◆ **What is asked**
Quote verbatim the lines of the listing starting at the line that contains "the tiled floor?" and ending at the line that contains "236L44 236L39 256L150", both included.

◆ **Task input**
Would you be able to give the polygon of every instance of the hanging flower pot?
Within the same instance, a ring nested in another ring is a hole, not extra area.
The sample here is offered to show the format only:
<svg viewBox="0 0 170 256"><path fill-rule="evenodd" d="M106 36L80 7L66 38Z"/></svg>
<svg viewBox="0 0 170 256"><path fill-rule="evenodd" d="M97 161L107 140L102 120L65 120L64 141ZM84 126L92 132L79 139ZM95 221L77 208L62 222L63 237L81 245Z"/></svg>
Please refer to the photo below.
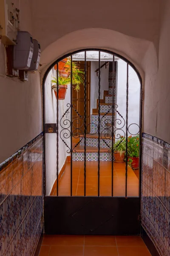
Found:
<svg viewBox="0 0 170 256"><path fill-rule="evenodd" d="M115 163L124 163L125 151L118 151L114 153L114 161Z"/></svg>
<svg viewBox="0 0 170 256"><path fill-rule="evenodd" d="M54 91L55 95L56 96L56 99L57 99L57 95L56 85L53 85L52 87L52 89ZM65 99L67 89L67 85L59 85L59 99Z"/></svg>
<svg viewBox="0 0 170 256"><path fill-rule="evenodd" d="M66 58L65 59L63 59L63 60L62 60L62 61L59 61L59 62L58 63L58 69L59 69L59 72L61 72L62 71L62 70L63 70L64 66L65 65L66 63L67 62L67 58ZM54 66L54 70L57 70L57 64L56 64L56 65L55 65Z"/></svg>
<svg viewBox="0 0 170 256"><path fill-rule="evenodd" d="M139 169L139 157L132 157L132 168L133 169Z"/></svg>
<svg viewBox="0 0 170 256"><path fill-rule="evenodd" d="M65 65L61 71L59 70L60 76L67 78L70 74L70 67L68 65Z"/></svg>

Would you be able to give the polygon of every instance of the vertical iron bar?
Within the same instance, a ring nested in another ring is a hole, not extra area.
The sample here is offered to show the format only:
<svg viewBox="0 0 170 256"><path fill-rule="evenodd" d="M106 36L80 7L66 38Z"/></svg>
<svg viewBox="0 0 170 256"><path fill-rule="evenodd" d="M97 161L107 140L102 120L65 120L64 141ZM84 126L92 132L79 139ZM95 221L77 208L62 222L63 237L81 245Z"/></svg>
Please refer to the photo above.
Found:
<svg viewBox="0 0 170 256"><path fill-rule="evenodd" d="M142 105L143 105L143 90L142 84L140 82L141 90L140 95L140 121L139 121L139 196L141 198L141 186L142 186Z"/></svg>
<svg viewBox="0 0 170 256"><path fill-rule="evenodd" d="M84 80L84 132L85 146L84 160L84 195L85 196L86 183L86 51L85 51L85 80Z"/></svg>
<svg viewBox="0 0 170 256"><path fill-rule="evenodd" d="M72 102L72 93L73 93L73 56L72 55L71 55L71 89L70 89L70 104L71 105L71 111L70 111L70 119L71 119L71 126L70 126L70 132L71 132L71 145L70 145L70 148L71 148L71 162L70 164L70 168L71 168L71 180L70 180L70 188L71 188L71 192L70 192L70 195L72 196L72 179L73 179L73 166L72 166L72 154L73 154L73 148L72 148L72 107L73 107L73 102Z"/></svg>
<svg viewBox="0 0 170 256"><path fill-rule="evenodd" d="M115 82L115 74L114 74L114 55L113 55L113 74L112 74L112 165L111 165L111 173L112 173L112 182L111 182L111 196L113 196L113 146L114 146L114 86Z"/></svg>
<svg viewBox="0 0 170 256"><path fill-rule="evenodd" d="M100 51L99 51L99 91L98 91L98 196L100 196Z"/></svg>
<svg viewBox="0 0 170 256"><path fill-rule="evenodd" d="M57 196L58 196L59 173L59 81L58 62L57 64Z"/></svg>
<svg viewBox="0 0 170 256"><path fill-rule="evenodd" d="M127 66L127 83L126 83L126 184L125 195L127 197L127 181L128 181L128 101L129 92L129 64Z"/></svg>

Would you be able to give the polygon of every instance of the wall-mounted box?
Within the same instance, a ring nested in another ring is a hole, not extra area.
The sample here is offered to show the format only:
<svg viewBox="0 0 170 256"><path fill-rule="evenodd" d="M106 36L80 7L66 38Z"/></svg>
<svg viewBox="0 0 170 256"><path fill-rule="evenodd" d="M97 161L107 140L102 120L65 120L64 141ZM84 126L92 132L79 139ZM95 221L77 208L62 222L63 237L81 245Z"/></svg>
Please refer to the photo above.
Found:
<svg viewBox="0 0 170 256"><path fill-rule="evenodd" d="M34 52L30 67L28 70L30 71L35 71L38 70L41 57L40 44L37 40L34 39Z"/></svg>
<svg viewBox="0 0 170 256"><path fill-rule="evenodd" d="M6 45L6 75L11 77L18 77L19 70L13 68L14 46Z"/></svg>
<svg viewBox="0 0 170 256"><path fill-rule="evenodd" d="M19 0L0 0L0 35L4 44L15 45L19 29Z"/></svg>
<svg viewBox="0 0 170 256"><path fill-rule="evenodd" d="M18 31L17 44L14 46L13 67L27 70L30 67L34 51L33 40L27 31Z"/></svg>
<svg viewBox="0 0 170 256"><path fill-rule="evenodd" d="M28 73L26 70L19 70L19 78L21 81L28 81Z"/></svg>

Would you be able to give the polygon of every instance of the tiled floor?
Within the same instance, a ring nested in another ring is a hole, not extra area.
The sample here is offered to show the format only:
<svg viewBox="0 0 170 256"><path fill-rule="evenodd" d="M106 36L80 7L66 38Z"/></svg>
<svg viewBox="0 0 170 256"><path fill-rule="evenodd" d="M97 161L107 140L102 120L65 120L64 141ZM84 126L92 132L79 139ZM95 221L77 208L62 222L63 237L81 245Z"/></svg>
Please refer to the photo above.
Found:
<svg viewBox="0 0 170 256"><path fill-rule="evenodd" d="M70 195L70 164L67 163L65 171L59 183L59 195ZM73 195L84 195L84 162L73 162ZM100 195L111 195L111 162L100 162ZM86 162L86 195L97 196L98 192L97 162ZM125 196L125 164L114 163L113 195ZM137 172L136 172L136 173ZM137 174L128 167L128 196L138 196L139 179ZM53 195L56 195L56 187Z"/></svg>
<svg viewBox="0 0 170 256"><path fill-rule="evenodd" d="M139 236L44 236L39 256L150 256Z"/></svg>

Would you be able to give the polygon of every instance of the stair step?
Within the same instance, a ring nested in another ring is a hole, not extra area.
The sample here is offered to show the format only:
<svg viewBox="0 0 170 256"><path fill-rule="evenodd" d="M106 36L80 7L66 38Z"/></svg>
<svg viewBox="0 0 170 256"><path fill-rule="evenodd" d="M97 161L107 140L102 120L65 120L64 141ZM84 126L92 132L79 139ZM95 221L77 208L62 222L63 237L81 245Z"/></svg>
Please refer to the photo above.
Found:
<svg viewBox="0 0 170 256"><path fill-rule="evenodd" d="M100 152L102 153L104 152L108 152L109 148L100 148ZM81 146L78 145L76 148L75 148L77 153L78 152L84 152L85 149L84 146ZM86 146L86 152L98 152L98 148L97 147L91 147L89 146Z"/></svg>
<svg viewBox="0 0 170 256"><path fill-rule="evenodd" d="M107 140L111 140L111 137L110 138L110 136L106 136L105 137L105 134L102 134L102 136L101 136L101 134L100 134L100 139L106 139ZM85 136L83 134L80 135L80 137L85 137ZM86 138L93 138L93 139L98 139L98 137L99 137L98 134L86 134ZM101 138L101 137L102 137L102 138Z"/></svg>
<svg viewBox="0 0 170 256"><path fill-rule="evenodd" d="M108 114L105 116L105 114L100 114L100 118L101 120L100 133L106 134L108 132L107 125L106 123L111 123L112 120L112 113ZM98 133L98 114L94 114L91 115L91 134Z"/></svg>
<svg viewBox="0 0 170 256"><path fill-rule="evenodd" d="M73 154L73 161L84 161L85 154L84 152L77 152ZM99 154L100 161L111 161L111 154L107 151L101 152ZM98 160L98 152L87 152L86 153L86 160L87 161Z"/></svg>
<svg viewBox="0 0 170 256"><path fill-rule="evenodd" d="M110 104L101 104L100 105L100 114L106 113L108 111L109 111L108 113L112 113L112 105ZM98 108L93 109L93 114L98 114Z"/></svg>
<svg viewBox="0 0 170 256"><path fill-rule="evenodd" d="M104 116L105 115L105 114L106 113L100 113L100 116ZM93 115L95 115L95 116L98 116L98 113L93 113ZM108 113L107 114L107 116L112 116L112 113Z"/></svg>
<svg viewBox="0 0 170 256"><path fill-rule="evenodd" d="M108 137L109 139L105 138L104 136L102 137L102 139L100 137L100 147L101 148L108 148L108 147L111 147L112 145L112 137L111 137L111 134L110 136ZM98 138L97 136L94 137L86 137L86 146L91 147L97 147L98 146ZM84 146L85 145L85 138L80 138L80 145Z"/></svg>

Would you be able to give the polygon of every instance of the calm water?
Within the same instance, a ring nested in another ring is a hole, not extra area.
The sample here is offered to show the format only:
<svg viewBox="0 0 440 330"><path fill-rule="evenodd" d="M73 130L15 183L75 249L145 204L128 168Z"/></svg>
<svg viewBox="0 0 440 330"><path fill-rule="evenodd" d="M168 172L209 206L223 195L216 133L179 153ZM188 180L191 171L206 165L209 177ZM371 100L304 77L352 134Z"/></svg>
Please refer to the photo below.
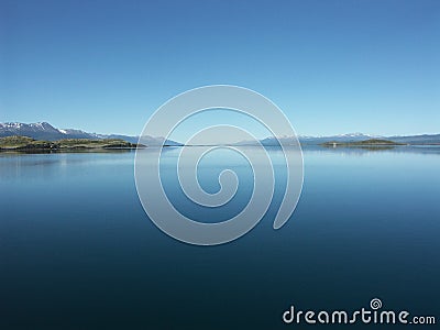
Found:
<svg viewBox="0 0 440 330"><path fill-rule="evenodd" d="M165 188L182 212L219 221L246 204L244 160L200 163L207 191L227 164L243 177L215 215L175 188L176 155L164 155ZM290 305L350 311L374 297L439 322L440 148L306 148L302 195L278 231L285 173L272 156L280 169L266 217L232 243L200 248L147 219L133 152L0 154L0 329L295 328L282 322Z"/></svg>

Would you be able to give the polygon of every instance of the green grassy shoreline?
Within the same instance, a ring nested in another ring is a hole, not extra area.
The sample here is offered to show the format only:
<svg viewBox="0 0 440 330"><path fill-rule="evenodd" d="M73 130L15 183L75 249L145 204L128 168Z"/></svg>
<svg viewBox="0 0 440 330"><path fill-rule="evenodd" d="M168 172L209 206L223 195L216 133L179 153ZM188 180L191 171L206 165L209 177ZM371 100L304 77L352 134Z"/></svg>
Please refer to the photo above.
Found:
<svg viewBox="0 0 440 330"><path fill-rule="evenodd" d="M28 136L0 138L0 151L92 151L110 148L135 148L139 145L121 139L63 139L41 141ZM141 145L140 145L141 146Z"/></svg>

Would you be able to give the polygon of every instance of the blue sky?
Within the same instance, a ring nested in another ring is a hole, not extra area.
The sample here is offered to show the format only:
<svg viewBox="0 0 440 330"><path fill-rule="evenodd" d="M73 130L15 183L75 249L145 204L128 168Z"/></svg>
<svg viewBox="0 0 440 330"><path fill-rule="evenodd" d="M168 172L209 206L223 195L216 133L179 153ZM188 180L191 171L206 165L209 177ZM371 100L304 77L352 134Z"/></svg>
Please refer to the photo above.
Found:
<svg viewBox="0 0 440 330"><path fill-rule="evenodd" d="M170 97L230 84L299 134L438 133L439 58L436 0L0 0L0 121L139 134Z"/></svg>

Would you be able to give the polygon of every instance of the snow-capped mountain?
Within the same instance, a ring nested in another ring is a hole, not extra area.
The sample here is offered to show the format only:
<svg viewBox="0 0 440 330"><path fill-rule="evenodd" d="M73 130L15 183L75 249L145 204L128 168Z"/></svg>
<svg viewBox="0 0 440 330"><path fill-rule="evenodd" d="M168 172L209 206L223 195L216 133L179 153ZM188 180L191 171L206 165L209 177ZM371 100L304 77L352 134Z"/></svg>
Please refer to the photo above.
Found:
<svg viewBox="0 0 440 330"><path fill-rule="evenodd" d="M74 129L56 129L47 122L36 122L36 123L21 123L21 122L6 122L0 123L0 138L11 136L11 135L22 135L29 136L35 140L47 140L55 141L59 139L122 139L130 143L138 143L139 136L129 135L118 135L118 134L97 134L88 133L81 130ZM299 135L298 140L301 144L320 144L329 141L334 142L356 142L369 139L385 139L394 142L409 143L409 144L440 144L440 134L422 134L422 135L403 135L403 136L380 136L370 135L364 133L348 133L339 135L329 136L310 136L310 135ZM141 143L151 146L162 145L164 143L164 138L157 136L142 136ZM288 145L292 144L292 136L278 138L280 143ZM261 140L263 145L277 145L275 138L266 138ZM183 145L179 142L166 140L166 145ZM242 141L237 143L237 145L253 144L253 142Z"/></svg>
<svg viewBox="0 0 440 330"><path fill-rule="evenodd" d="M138 143L139 136L117 135L117 134L97 134L88 133L75 129L56 129L47 122L21 123L4 122L0 123L0 138L21 135L35 140L55 141L61 139L122 139L130 143ZM143 136L142 144L162 145L164 138ZM180 145L180 143L166 140L166 145Z"/></svg>

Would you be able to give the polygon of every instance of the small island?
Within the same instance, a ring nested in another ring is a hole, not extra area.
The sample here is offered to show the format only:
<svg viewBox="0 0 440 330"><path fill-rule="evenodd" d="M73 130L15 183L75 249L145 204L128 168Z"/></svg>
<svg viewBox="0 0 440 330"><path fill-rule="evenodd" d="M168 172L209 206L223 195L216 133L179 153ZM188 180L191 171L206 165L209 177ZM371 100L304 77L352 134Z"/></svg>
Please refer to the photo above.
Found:
<svg viewBox="0 0 440 330"><path fill-rule="evenodd" d="M57 141L34 140L28 136L7 136L0 138L0 151L89 151L109 148L135 148L135 143L130 143L121 139L62 139Z"/></svg>
<svg viewBox="0 0 440 330"><path fill-rule="evenodd" d="M352 146L352 147L394 147L397 145L406 145L405 143L398 143L391 140L382 140L382 139L369 139L363 141L353 141L353 142L338 142L338 141L329 141L321 143L322 146L326 147L337 147L337 146Z"/></svg>

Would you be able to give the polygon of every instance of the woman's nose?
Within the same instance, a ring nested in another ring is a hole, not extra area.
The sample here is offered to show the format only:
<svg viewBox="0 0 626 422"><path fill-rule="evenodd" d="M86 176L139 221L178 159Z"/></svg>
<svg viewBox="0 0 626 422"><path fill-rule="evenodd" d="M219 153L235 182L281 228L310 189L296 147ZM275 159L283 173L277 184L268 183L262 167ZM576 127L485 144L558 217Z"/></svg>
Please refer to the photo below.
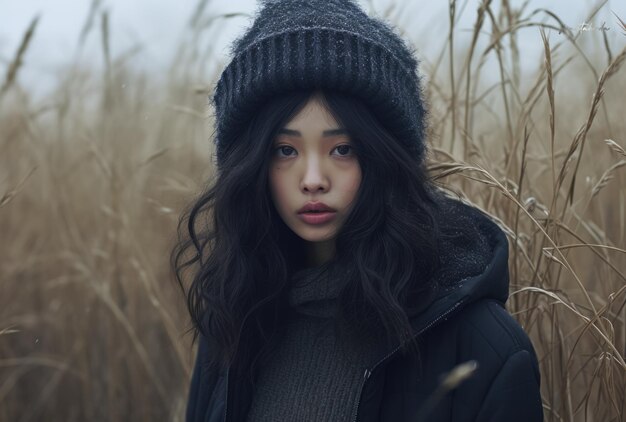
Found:
<svg viewBox="0 0 626 422"><path fill-rule="evenodd" d="M306 161L301 185L302 189L308 192L328 189L328 177L318 158L312 157Z"/></svg>

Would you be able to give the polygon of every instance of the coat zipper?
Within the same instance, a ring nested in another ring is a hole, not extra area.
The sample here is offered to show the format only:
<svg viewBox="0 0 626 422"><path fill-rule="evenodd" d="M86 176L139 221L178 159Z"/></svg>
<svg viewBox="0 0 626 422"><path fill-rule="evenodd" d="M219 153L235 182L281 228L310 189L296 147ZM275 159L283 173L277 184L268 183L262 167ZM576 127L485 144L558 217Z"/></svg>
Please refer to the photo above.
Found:
<svg viewBox="0 0 626 422"><path fill-rule="evenodd" d="M429 322L426 326L424 326L422 329L420 329L417 333L415 333L415 335L413 336L413 338L419 336L420 334L422 334L424 331L428 330L429 328L431 328L433 325L435 325L437 322L439 322L439 320L441 320L442 318L444 318L445 316L450 315L450 313L452 313L456 308L459 307L459 305L461 305L461 303L463 303L465 301L465 298L459 300L458 302L456 302L451 308L449 308L446 312L444 312L443 314L439 315L437 318L435 318L434 320L432 320L431 322ZM389 359L389 357L391 357L394 353L396 353L398 350L400 350L400 347L402 347L402 345L396 347L394 350L392 350L391 352L389 352L389 354L387 354L387 356L383 357L381 360L379 360L378 362L376 362L374 364L374 366L372 366L371 369L365 369L365 373L363 374L363 381L361 382L361 388L359 388L359 396L356 402L356 408L354 409L354 418L352 419L353 422L356 422L357 417L359 415L359 406L361 404L361 394L363 393L363 388L365 387L365 383L367 382L367 380L369 379L369 377L372 375L372 372L376 369L376 367L378 365L380 365L381 363L383 363L384 361L386 361L387 359Z"/></svg>
<svg viewBox="0 0 626 422"><path fill-rule="evenodd" d="M224 400L224 421L226 422L226 412L228 412L228 389L230 387L230 383L228 379L230 378L230 368L226 369L226 399Z"/></svg>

◆ **Correct answer**
Would you be able to give the polygon of every instance of the tiled floor?
Within the same instance, a ring nested in another ring is a hole, not extra area.
The sample here is offered to show the format only:
<svg viewBox="0 0 170 256"><path fill-rule="evenodd" d="M106 36L80 7L66 38Z"/></svg>
<svg viewBox="0 0 170 256"><path fill-rule="evenodd" d="M97 161L107 140L102 120L65 120L64 141ZM84 126L92 132L79 139ZM95 221L77 208L62 222L63 237L81 245Z"/></svg>
Please refer to the photo above.
Found:
<svg viewBox="0 0 170 256"><path fill-rule="evenodd" d="M70 195L70 164L67 163L65 171L59 183L59 195ZM73 195L84 195L84 162L73 162ZM100 195L111 195L111 162L100 162ZM86 162L86 195L97 196L98 192L97 162ZM125 196L125 164L114 163L113 195ZM137 172L136 172L136 173ZM137 174L128 167L128 196L138 196L139 179ZM53 195L56 195L56 187Z"/></svg>
<svg viewBox="0 0 170 256"><path fill-rule="evenodd" d="M139 236L44 236L39 256L150 256Z"/></svg>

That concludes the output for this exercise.